Rescale the rows between the line holding "field in this photo." and the line holding "(1140, 628)", inclusive. Write out only those lines with the request lines unchanged, and multiply every coordinate in the answers by 0.9, rounding to whole numbers with halves going up.

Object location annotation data
■ ■ ■
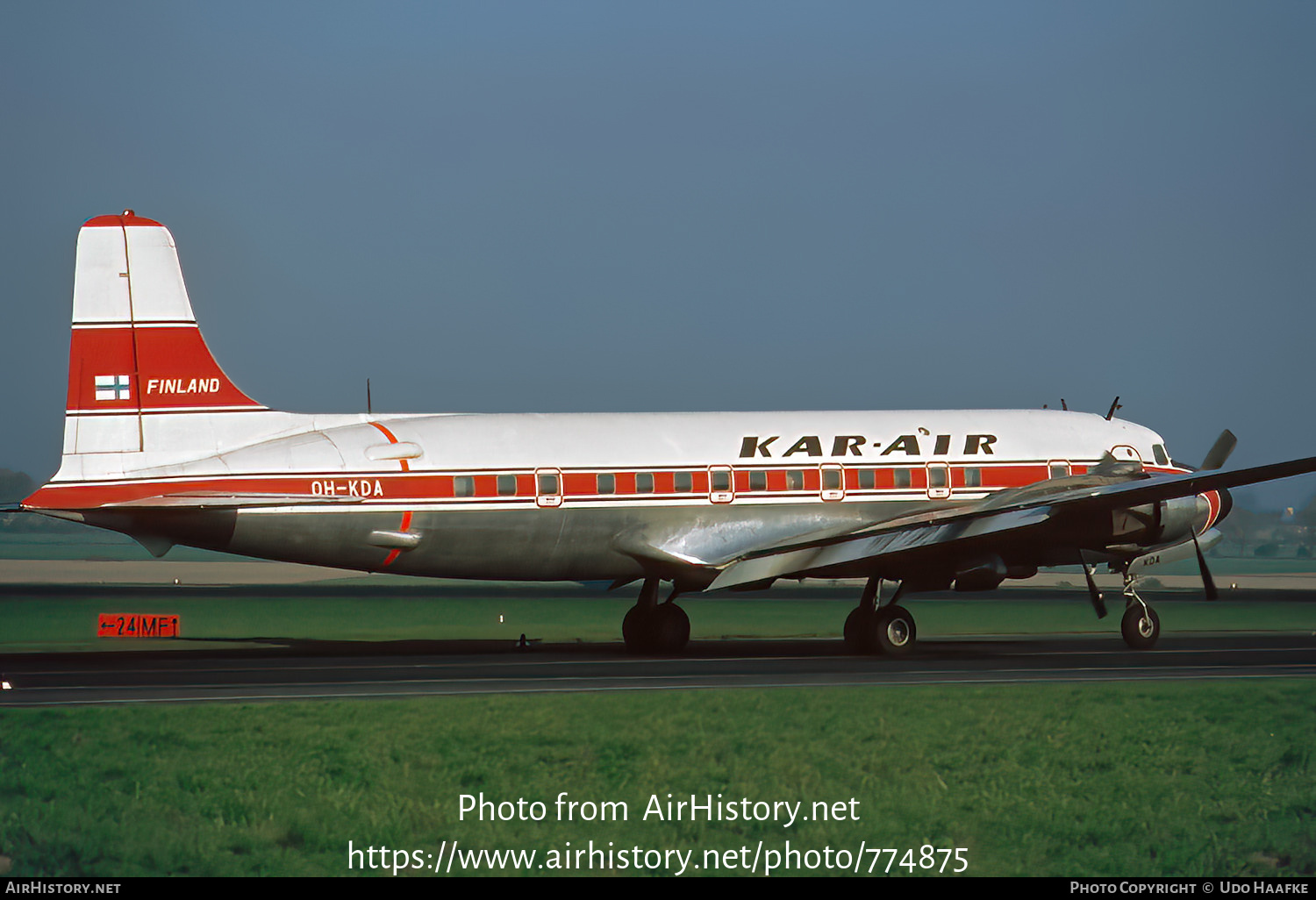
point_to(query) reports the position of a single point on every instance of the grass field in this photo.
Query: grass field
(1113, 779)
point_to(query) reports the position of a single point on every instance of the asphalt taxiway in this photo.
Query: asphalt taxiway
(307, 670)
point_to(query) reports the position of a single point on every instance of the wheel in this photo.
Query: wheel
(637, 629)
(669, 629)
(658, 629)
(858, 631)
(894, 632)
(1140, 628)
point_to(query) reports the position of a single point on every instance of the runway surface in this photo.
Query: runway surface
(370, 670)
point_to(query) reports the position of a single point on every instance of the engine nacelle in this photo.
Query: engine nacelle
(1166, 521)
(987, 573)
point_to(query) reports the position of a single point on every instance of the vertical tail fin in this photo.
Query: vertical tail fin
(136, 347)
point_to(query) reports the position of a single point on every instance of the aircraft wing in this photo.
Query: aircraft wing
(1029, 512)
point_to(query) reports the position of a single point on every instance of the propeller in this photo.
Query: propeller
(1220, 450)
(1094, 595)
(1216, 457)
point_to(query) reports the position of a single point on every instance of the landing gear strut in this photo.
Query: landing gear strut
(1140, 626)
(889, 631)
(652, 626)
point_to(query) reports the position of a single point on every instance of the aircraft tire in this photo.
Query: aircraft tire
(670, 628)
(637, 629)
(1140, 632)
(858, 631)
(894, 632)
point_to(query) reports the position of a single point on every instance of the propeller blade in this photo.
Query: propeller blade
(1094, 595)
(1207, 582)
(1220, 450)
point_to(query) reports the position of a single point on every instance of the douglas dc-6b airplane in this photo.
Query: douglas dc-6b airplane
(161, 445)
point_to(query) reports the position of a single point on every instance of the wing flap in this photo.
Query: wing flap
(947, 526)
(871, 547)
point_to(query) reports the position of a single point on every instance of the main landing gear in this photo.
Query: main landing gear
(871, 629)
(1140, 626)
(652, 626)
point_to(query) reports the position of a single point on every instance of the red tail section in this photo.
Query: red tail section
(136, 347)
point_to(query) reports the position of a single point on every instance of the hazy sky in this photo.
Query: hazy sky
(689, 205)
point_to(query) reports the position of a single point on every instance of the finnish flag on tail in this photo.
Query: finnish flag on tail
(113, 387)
■ ■ ■
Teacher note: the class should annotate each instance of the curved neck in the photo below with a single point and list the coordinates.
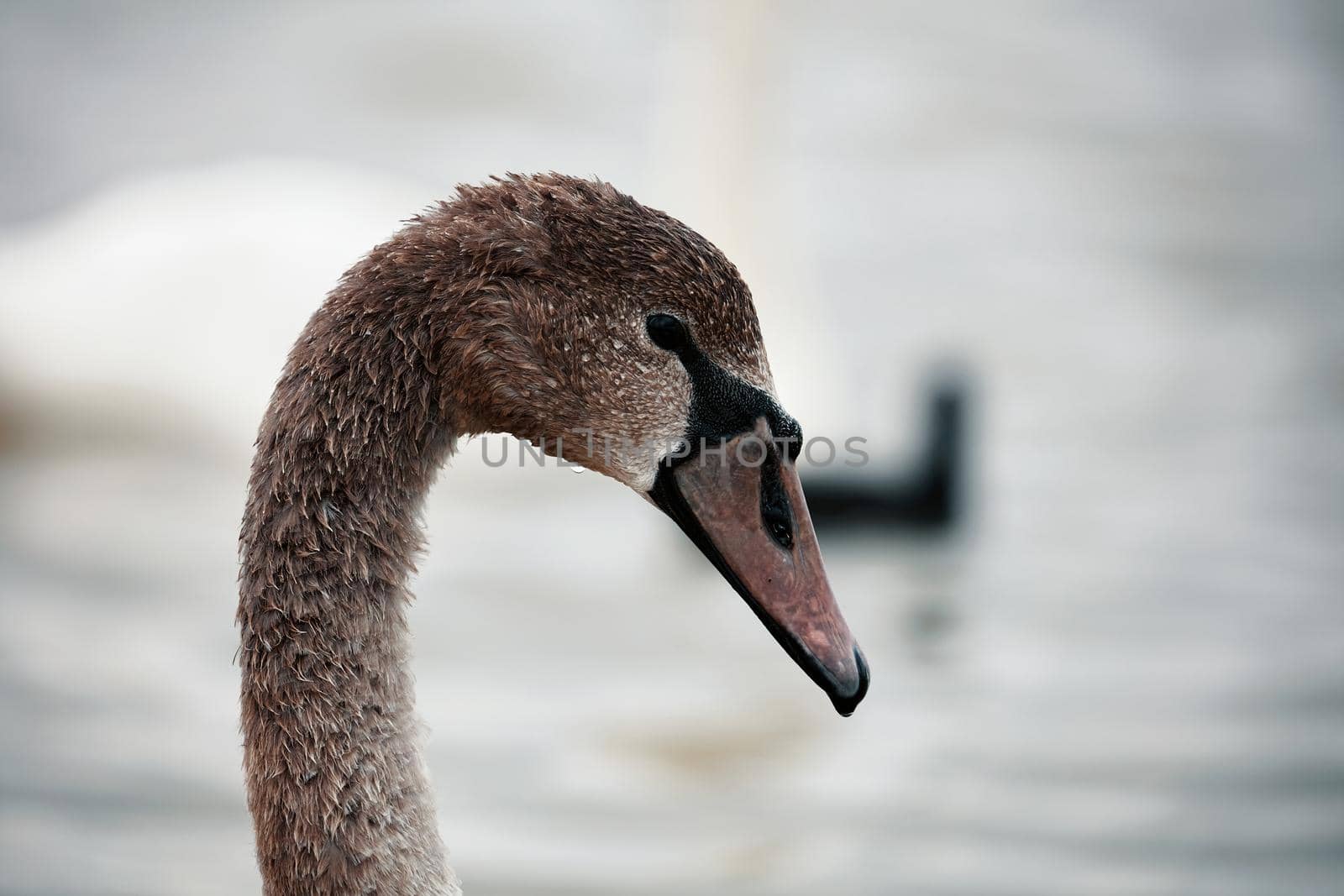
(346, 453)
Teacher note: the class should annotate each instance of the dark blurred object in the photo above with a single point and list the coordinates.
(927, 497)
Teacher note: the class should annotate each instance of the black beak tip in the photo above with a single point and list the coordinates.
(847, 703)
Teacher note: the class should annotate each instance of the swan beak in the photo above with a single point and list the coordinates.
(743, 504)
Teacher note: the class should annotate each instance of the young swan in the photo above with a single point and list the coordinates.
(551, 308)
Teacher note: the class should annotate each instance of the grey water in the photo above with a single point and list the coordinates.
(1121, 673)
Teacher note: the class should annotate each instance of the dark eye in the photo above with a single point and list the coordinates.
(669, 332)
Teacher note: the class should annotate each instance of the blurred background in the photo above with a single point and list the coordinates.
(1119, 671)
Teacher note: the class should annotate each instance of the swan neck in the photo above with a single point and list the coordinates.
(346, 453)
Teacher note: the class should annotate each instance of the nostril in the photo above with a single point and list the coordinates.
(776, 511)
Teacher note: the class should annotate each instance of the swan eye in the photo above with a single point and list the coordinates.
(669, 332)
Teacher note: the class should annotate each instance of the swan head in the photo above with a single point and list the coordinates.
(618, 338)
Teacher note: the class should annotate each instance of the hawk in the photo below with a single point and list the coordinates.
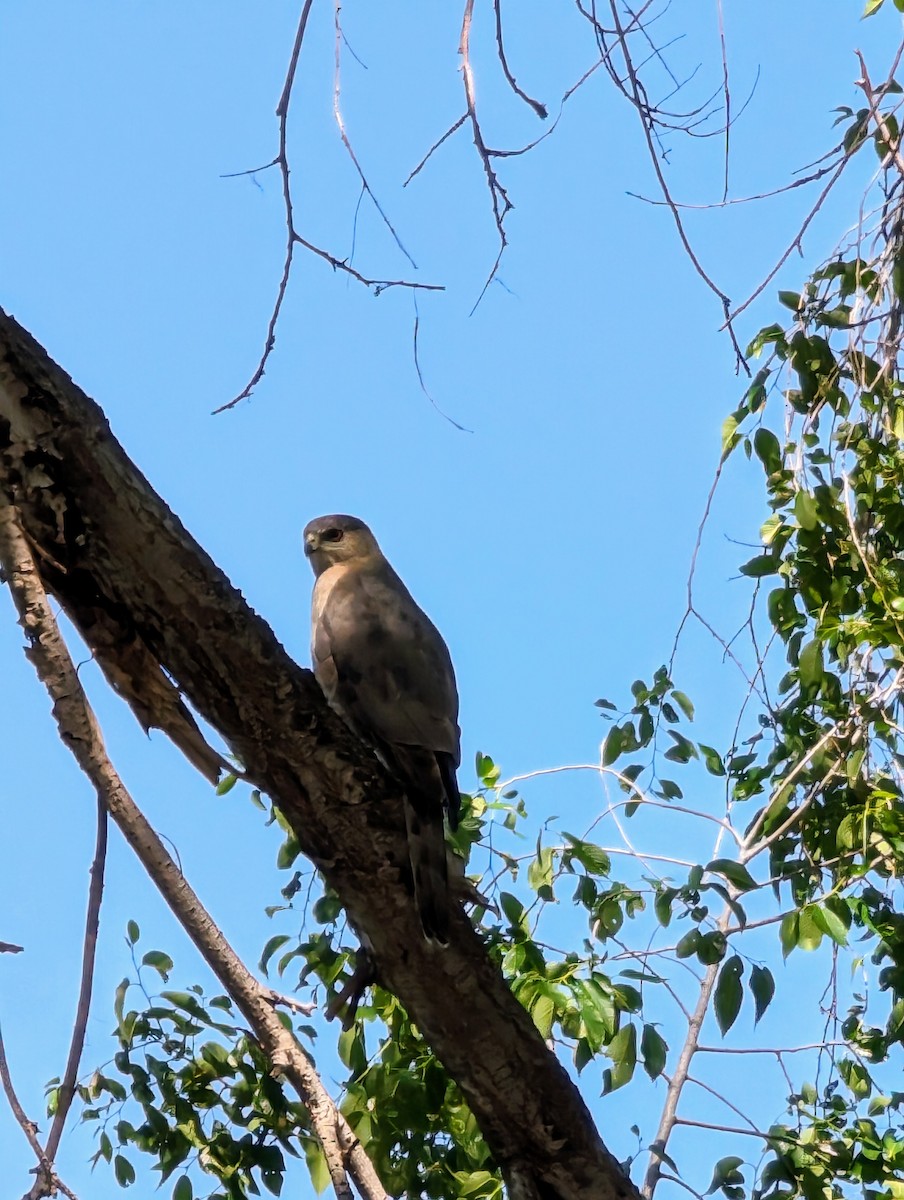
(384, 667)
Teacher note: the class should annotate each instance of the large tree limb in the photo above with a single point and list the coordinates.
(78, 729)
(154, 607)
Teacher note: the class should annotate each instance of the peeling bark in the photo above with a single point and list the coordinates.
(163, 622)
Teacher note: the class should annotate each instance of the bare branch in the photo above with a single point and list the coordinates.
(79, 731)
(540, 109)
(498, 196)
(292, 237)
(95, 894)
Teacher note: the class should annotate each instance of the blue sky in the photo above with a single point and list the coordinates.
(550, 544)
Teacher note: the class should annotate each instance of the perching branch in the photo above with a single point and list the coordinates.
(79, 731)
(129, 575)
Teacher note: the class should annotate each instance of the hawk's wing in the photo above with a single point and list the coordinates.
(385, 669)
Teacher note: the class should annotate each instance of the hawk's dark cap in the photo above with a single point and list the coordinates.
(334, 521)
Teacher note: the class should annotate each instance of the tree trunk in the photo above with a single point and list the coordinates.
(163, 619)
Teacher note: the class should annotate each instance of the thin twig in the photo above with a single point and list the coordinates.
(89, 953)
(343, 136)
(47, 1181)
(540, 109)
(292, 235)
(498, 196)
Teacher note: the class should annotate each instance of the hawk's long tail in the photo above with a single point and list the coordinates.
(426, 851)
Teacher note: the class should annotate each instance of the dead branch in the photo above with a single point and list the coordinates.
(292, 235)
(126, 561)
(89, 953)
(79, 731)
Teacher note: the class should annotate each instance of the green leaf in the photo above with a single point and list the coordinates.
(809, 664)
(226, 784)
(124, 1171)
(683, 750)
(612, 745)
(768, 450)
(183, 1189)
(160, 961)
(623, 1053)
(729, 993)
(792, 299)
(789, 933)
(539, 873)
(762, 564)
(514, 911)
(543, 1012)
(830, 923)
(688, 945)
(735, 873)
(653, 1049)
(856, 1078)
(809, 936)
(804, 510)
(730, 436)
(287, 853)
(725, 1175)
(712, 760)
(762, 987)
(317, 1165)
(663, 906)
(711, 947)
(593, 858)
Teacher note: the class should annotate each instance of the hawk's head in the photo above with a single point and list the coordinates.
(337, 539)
■ ■ ■
## [THE RESPONSE]
point_to(query) reports the position of a single point on every instance of the grass field in this photo.
Query: grass field
(1002, 701)
point_to(query) reports the position of a single point on every instance of the asphalt taxiway in this photo.
Query: asphalt taxiway
(276, 603)
point_to(query) reports the position of a single point on every instance of the wheel in this photo.
Query: wheel
(573, 566)
(602, 566)
(592, 566)
(772, 568)
(805, 569)
(1026, 565)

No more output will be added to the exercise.